* [THE PROBLEM]
How many lines in the data below include the word "target"? State the number alone.

Stored records:
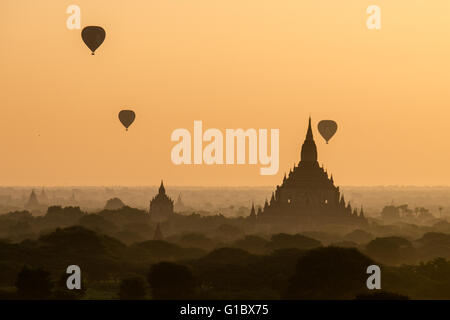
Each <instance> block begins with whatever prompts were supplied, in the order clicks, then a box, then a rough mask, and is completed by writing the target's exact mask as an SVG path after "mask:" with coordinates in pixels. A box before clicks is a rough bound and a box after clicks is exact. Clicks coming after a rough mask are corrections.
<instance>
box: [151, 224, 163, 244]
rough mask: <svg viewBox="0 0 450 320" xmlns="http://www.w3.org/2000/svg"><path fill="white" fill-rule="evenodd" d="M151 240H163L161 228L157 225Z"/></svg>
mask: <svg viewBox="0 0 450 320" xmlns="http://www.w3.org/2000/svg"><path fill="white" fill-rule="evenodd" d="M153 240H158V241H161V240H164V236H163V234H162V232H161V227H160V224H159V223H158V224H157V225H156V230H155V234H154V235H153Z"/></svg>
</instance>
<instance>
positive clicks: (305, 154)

==

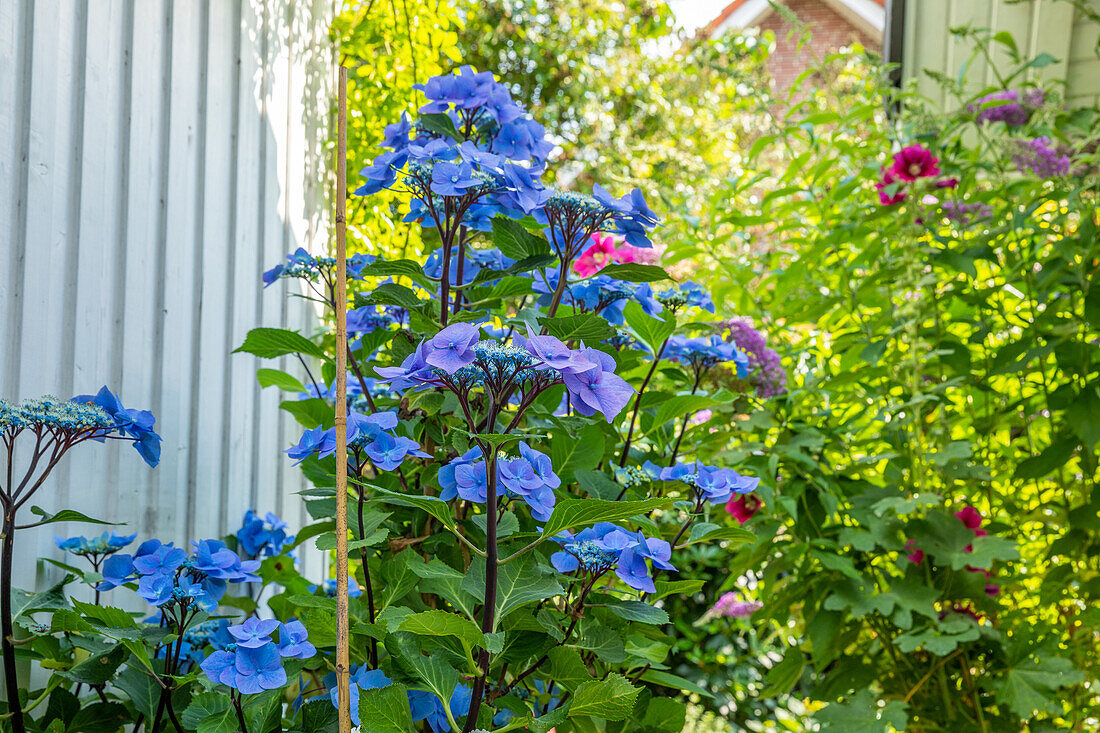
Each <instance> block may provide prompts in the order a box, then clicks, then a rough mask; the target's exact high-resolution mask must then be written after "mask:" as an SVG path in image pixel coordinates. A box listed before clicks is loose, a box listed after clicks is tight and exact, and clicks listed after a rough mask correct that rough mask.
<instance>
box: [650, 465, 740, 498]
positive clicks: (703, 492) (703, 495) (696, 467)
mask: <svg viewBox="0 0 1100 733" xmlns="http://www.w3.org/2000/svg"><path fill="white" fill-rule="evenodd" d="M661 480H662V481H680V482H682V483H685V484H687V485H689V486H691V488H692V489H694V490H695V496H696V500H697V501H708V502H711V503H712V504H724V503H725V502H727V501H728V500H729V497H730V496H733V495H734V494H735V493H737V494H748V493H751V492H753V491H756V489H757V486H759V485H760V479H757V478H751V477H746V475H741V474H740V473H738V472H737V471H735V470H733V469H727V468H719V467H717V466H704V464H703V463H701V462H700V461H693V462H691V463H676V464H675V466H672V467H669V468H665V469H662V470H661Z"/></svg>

==

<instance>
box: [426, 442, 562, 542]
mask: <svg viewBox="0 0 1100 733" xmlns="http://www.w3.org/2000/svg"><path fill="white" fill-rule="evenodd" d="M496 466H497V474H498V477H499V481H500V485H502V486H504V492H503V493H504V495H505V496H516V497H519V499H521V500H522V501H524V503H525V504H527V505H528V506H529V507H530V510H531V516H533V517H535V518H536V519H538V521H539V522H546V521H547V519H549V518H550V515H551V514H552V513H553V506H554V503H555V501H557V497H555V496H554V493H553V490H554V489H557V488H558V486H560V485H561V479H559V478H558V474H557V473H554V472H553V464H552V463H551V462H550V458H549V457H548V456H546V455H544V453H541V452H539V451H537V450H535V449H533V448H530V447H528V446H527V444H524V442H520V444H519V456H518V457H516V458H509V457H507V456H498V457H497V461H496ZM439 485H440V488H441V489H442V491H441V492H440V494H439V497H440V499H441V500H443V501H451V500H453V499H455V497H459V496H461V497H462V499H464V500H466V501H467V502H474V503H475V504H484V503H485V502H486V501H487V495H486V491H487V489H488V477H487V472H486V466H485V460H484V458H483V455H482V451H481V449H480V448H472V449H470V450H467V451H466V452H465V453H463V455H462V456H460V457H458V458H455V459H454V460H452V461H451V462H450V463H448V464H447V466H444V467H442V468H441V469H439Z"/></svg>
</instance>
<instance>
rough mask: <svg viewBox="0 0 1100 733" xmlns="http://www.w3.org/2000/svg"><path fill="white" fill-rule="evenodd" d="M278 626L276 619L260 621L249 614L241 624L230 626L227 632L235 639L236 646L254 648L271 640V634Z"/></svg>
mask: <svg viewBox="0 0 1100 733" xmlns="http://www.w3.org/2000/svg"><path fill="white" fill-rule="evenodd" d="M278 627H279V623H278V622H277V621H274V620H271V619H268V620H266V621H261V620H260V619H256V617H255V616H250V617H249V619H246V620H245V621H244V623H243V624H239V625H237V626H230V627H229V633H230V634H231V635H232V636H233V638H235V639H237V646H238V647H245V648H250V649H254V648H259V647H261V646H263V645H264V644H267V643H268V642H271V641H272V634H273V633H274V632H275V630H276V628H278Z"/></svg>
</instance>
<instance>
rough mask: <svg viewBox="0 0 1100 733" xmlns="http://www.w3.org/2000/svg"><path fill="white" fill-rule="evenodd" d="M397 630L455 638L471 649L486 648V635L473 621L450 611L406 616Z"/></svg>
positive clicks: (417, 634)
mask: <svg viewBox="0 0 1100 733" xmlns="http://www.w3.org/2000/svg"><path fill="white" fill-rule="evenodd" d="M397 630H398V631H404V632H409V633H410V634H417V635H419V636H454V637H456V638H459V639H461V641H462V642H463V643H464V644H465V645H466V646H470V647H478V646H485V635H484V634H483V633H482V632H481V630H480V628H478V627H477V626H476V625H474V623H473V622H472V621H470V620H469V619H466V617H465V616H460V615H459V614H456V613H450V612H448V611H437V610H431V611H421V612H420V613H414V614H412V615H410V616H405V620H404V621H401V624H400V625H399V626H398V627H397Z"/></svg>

* [REPLY TO THE EXERCISE]
2